## start LISTED ENTRIES

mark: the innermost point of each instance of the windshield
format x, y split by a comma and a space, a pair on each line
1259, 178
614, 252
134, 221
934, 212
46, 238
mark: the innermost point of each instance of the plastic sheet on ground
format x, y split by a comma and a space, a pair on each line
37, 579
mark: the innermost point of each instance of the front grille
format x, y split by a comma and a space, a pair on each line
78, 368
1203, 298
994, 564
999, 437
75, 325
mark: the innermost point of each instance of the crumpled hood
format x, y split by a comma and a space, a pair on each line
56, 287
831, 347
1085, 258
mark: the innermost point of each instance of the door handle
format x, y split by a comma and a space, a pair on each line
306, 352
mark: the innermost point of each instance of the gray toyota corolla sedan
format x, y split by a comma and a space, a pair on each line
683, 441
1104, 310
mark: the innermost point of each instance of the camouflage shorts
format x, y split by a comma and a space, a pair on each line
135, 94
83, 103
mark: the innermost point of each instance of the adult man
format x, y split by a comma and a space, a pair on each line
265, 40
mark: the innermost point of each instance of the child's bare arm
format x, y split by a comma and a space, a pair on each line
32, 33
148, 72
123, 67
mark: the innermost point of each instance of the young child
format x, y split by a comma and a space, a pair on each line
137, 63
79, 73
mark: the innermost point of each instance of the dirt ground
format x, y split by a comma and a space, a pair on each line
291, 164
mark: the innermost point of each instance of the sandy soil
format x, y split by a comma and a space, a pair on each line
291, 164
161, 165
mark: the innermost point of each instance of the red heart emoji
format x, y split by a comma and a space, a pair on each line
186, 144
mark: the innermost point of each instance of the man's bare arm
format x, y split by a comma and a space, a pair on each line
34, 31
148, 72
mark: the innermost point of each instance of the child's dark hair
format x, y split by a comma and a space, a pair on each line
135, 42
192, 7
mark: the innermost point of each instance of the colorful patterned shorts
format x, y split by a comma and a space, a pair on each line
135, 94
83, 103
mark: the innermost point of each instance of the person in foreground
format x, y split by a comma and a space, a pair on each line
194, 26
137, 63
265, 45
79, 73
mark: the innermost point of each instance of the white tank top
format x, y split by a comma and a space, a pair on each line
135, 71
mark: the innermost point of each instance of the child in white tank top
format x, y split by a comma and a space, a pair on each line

## end LISTED ENTRIES

**WHAT IS BEING ASKED:**
The lines to quote run from the one containing "mark: the innermost point of each instance of the camouflage" through the final line of the material above; please give them exactly, both ends included, and nothing else.

**WORKED ANSWER:**
mark: the innermost point of each instance of the camouflage shorts
format x, y split by a comma and a space, a pair on each line
135, 94
83, 103
mark: the innermost point of each instance of the adult man
format x, y split by a comma and a space, a pair on each line
265, 40
mark: the innermost point of each instance of the child's bare arm
format x, y split by a comma and a space, a pair on each line
32, 33
148, 72
123, 67
mark: the innermost point of each instance of the young child
format x, y split by a comma and a space, a pair on each line
137, 63
79, 73
mark: the innermost point of each instance of the dirt ground
format x, y split by a comma and a space, a pair on each line
291, 164
mark: the innermost point of each instance of the sandy soil
format x, y split by a comma and a space, a pair on each line
291, 164
161, 165
mark: the innermost point of each instance of the red heart emoji
format x, y split by a comma and a space, a pair on each line
186, 144
mark: the innermost point of each instance of the man's bare arm
format x, y split by a comma and a space, a pair on each line
34, 31
148, 72
mark: the innermost point of each instance of the child's dark hair
format x, y split by a comma and a space, a pair on each line
135, 42
192, 7
mark: the innermost point of each instance of the colorful patterned shorts
format x, y split by a comma and a space, a pair on each line
135, 94
83, 103
mark: the innermost point of each instance of the person in foreground
format x, y split by a comma and a space, a pair on each line
194, 26
137, 63
265, 45
79, 73
mark: the innermost point of each instance of the white tank top
format x, y split by a comma and a space, a pair on each line
135, 71
mark: the innermost point of each instance of the child in white tank top
format x, y split by a comma and a space, a pair on each line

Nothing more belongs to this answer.